— BEGIN Page extract —
Combustion turbines qualifying under Sec. 60.5520(d)(1) are not
subject to any requirements in this section other than the requirement
to maintain fuel purchase records for permitted fuel(s). For all other
affected sources, compliance with the applicable CO2
emission standard of this subpart shall be determined on a 12-
operating-month rolling average basis. See Table 1, 2, or 3 of this
subpart for the applicable CO2 emission standards.
* * * * *
(c) Within 30 days after the end of the initial compliance period
(i.e., no more than 30 days after the first 12-operating-month
compliance period), you must make an initial compliance determination
for your affected EGU(s) with respect to the applicable emissions
standard in Table 1, 2, or 3 of this subpart, in accordance with the
requirements in this subpart. The first operating month included in the
initial 12-operating-month compliance period shall be determined as
follows:
(1) * * *
(i) Section 60.5555(c)(3)(i), for units subject to the Acid Rain
Program; or
(ii) Section 60.5555(c)(3)(ii)(A), for units that are not in the
Acid Rain Program.
(2) For an affected EGU that has commenced commercial operation (as
defined in Sec. 72.2 of this chapter) prior to October 23, 2015:
(i) If the date on which emissions reporting is required to begin
under Sec. 75.64(a) of this chapter has passed prior to October 23,
2015, emissions reporting shall begin according to Sec.
60.5555(c)(3)(i) (for Acid Rain program units), or according to Sec.
60.5555(c)(3)(ii)(B) (for units that are not subject to the Acid Rain
Program). The first month of the initial
[[Page 65463]]
compliance period shall be the first operating month (as defined in
Sec. 60.5580) after the calendar month in which the rule becomes
effective; or
(ii) If the date on which emissions reporting is required to begin
under Sec. 75.64(a) of this chapter occurs on or after October 23,
2015, then the first month of the initial compliance period shall be
the first operating month (as defined in Sec. 60.5580) after the
calendar month in which emissions reporting is required to begin under
Sec. 60.5555(c)(3)(ii)(A).
— END Page extract —
### [Do this]
From the emission compliance rules, pull out the passage starting with "Combustion turbines qualifying" and going on through "CO2 emission standards.", copying it word for word.
— BEGIN Listing —
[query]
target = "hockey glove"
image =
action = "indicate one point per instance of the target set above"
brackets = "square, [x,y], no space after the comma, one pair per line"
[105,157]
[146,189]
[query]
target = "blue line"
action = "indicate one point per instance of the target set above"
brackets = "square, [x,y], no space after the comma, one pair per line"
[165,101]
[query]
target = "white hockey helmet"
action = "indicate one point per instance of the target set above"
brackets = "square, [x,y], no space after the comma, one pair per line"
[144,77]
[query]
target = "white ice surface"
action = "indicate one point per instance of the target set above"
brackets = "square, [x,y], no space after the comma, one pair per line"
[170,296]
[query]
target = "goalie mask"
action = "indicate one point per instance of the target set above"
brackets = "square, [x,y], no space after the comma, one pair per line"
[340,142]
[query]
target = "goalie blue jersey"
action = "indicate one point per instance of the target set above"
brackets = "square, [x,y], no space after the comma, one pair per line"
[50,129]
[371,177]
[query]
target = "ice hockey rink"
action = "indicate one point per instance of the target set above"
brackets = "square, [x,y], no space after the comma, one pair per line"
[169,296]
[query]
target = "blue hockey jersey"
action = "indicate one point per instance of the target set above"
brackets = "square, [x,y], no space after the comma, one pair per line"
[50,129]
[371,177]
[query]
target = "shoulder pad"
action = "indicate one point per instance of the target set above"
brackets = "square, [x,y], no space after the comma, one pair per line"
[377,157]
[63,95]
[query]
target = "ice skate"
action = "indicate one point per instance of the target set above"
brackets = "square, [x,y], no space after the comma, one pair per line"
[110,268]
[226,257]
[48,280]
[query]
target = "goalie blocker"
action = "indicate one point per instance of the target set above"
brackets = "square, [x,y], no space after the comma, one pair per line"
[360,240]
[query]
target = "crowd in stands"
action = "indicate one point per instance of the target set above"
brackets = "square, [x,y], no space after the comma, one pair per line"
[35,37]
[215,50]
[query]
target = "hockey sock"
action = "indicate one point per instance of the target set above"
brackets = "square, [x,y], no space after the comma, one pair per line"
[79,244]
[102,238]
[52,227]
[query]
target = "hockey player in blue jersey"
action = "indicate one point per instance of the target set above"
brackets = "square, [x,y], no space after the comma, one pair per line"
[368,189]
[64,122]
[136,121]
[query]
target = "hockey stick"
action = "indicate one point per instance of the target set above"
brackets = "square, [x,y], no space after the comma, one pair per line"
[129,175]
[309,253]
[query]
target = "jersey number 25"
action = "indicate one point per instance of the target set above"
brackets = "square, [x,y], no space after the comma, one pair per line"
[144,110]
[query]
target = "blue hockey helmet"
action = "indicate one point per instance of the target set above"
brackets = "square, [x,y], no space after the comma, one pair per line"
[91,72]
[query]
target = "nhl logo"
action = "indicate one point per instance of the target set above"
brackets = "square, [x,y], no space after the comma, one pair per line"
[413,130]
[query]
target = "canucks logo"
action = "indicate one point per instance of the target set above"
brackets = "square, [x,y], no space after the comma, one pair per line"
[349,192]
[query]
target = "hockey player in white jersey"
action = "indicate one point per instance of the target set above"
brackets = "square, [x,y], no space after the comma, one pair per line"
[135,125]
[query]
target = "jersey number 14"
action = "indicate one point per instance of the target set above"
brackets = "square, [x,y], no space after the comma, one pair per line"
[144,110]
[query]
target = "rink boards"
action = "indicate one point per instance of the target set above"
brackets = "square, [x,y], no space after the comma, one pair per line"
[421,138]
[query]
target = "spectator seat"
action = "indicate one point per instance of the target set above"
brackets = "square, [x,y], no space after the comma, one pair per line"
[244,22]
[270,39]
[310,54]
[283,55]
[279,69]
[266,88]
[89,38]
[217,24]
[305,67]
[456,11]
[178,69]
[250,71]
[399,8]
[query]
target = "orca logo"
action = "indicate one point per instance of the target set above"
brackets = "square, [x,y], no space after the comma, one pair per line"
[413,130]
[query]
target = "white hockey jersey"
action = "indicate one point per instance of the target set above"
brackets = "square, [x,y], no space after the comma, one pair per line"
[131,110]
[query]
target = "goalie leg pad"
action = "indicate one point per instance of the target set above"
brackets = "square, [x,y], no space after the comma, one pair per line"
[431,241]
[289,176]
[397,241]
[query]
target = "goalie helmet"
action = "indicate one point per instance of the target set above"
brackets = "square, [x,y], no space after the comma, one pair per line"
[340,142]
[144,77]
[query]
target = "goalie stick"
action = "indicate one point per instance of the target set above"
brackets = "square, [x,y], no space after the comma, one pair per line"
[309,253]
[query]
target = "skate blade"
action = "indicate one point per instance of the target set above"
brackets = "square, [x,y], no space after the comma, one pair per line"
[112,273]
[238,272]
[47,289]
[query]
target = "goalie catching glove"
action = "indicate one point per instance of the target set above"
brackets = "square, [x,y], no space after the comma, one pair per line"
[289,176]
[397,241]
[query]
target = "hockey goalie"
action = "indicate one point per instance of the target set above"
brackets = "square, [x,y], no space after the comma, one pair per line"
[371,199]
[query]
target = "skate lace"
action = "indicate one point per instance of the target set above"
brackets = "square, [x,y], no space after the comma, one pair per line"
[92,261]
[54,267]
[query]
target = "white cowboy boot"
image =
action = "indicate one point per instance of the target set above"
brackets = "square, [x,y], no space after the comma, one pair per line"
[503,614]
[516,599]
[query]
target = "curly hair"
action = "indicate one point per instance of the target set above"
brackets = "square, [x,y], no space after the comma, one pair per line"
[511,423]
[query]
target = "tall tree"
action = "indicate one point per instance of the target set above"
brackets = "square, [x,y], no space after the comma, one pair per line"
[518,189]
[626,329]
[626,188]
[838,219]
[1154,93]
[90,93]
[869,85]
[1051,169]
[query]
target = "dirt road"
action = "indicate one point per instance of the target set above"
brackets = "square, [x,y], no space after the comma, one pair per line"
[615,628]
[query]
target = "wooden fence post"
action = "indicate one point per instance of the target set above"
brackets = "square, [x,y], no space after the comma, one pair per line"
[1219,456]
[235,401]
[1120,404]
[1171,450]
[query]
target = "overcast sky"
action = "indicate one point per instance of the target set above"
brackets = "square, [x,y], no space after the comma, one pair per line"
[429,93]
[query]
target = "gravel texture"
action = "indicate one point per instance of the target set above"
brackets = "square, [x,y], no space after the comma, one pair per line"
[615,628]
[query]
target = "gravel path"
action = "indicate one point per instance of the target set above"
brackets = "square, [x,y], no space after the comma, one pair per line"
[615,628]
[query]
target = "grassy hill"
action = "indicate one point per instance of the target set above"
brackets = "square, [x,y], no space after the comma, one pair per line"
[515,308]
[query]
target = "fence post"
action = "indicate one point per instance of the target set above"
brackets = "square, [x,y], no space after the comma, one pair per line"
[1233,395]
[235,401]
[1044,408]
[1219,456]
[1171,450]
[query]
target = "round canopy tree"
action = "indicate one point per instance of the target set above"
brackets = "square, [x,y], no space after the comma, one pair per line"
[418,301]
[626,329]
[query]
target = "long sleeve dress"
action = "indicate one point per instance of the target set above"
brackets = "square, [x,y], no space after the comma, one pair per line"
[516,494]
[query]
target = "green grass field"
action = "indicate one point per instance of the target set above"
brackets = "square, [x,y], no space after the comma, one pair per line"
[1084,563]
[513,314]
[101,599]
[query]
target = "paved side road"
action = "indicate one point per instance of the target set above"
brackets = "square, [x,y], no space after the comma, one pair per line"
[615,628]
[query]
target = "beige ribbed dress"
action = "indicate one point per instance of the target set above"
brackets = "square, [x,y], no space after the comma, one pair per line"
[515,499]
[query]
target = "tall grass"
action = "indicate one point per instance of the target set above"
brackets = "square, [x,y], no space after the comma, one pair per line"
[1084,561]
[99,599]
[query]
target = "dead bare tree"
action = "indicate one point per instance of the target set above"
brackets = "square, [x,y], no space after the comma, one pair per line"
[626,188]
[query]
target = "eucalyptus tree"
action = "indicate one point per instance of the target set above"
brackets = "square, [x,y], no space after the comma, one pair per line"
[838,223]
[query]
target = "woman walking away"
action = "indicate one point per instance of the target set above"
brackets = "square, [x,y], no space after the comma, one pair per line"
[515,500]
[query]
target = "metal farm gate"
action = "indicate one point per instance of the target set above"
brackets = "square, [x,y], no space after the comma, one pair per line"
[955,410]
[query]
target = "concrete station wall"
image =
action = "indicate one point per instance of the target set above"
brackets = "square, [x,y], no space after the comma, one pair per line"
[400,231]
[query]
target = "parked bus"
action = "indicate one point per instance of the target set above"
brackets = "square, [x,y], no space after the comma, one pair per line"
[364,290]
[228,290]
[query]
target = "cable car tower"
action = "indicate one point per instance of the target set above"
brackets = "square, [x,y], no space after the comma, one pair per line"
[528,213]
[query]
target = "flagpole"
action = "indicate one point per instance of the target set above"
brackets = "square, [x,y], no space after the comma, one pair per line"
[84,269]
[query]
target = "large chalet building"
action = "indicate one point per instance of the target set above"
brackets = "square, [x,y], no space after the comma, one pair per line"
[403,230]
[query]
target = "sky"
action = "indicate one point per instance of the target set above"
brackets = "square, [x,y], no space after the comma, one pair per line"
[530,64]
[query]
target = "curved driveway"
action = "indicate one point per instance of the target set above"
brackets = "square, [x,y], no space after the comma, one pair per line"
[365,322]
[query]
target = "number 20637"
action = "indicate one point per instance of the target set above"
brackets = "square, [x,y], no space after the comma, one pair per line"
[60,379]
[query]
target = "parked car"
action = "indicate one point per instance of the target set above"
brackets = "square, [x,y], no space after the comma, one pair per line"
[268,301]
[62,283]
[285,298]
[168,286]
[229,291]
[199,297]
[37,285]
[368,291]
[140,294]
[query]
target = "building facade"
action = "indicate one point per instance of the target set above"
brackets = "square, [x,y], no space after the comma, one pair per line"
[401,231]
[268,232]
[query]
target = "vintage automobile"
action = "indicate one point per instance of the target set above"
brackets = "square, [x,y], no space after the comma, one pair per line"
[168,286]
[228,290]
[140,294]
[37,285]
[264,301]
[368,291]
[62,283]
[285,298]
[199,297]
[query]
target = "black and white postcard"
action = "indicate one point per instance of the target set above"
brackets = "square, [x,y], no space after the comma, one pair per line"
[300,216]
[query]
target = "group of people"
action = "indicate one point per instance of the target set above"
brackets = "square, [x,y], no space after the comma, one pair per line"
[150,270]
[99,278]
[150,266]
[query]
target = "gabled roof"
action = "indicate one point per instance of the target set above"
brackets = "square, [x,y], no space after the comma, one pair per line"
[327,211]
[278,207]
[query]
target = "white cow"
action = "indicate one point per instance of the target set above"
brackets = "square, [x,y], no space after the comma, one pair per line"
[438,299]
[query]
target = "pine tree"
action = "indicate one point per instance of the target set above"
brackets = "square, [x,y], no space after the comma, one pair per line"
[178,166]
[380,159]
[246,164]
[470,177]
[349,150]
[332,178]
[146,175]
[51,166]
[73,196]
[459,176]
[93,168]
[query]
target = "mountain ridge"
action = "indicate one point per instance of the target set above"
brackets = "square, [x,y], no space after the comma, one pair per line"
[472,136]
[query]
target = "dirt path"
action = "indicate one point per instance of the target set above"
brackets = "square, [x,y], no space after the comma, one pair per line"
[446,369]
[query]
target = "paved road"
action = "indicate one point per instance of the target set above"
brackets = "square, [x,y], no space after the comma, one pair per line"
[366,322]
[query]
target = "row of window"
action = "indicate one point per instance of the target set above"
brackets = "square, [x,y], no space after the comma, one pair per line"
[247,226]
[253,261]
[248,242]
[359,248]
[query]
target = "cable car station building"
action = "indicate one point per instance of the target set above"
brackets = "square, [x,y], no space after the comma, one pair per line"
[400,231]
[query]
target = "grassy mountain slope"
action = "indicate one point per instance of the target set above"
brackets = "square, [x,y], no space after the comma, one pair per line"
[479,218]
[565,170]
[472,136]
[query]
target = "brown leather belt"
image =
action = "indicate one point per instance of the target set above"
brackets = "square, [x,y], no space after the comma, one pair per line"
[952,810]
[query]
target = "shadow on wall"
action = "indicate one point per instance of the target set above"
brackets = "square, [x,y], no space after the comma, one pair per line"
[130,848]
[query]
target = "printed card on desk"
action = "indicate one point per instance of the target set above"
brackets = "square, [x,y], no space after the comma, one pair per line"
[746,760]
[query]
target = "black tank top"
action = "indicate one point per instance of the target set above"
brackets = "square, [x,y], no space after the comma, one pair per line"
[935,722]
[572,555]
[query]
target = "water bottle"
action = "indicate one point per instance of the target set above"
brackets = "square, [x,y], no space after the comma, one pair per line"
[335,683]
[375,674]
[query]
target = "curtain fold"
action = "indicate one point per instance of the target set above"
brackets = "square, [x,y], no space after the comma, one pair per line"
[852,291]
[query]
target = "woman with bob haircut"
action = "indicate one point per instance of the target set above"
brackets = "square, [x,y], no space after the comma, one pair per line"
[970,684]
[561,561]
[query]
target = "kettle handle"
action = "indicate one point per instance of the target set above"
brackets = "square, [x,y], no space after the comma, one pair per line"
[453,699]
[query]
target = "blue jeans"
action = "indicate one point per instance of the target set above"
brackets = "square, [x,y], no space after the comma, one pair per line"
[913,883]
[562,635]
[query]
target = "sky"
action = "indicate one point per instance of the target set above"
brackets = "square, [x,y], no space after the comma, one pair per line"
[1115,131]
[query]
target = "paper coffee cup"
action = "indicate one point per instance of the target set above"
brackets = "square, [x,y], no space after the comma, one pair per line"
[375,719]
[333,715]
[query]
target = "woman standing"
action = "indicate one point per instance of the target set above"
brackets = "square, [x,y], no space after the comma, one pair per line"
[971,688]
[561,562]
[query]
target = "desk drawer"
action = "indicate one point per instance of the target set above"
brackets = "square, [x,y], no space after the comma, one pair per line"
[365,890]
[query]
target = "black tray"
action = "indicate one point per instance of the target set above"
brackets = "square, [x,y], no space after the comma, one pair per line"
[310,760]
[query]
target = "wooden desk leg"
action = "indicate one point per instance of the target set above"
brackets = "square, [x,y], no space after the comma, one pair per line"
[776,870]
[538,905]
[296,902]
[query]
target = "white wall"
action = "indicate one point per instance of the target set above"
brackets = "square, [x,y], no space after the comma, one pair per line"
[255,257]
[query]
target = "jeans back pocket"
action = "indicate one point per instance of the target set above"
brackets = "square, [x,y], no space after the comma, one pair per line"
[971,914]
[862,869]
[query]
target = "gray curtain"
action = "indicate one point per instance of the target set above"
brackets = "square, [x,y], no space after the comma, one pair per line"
— END Listing —
### [Solution to this exercise]
Combustion turbines qualifying under Sec. 60.5520(d)(1) are not
subject to any requirements in this section other than the requirement
to maintain fuel purchase records for permitted fuel(s). For all other
affected sources, compliance with the applicable CO2
emission standard of this subpart shall be determined on a 12-
operating-month rolling average basis. See Table 1, 2, or 3 of this
subpart for the applicable CO2 emission standards.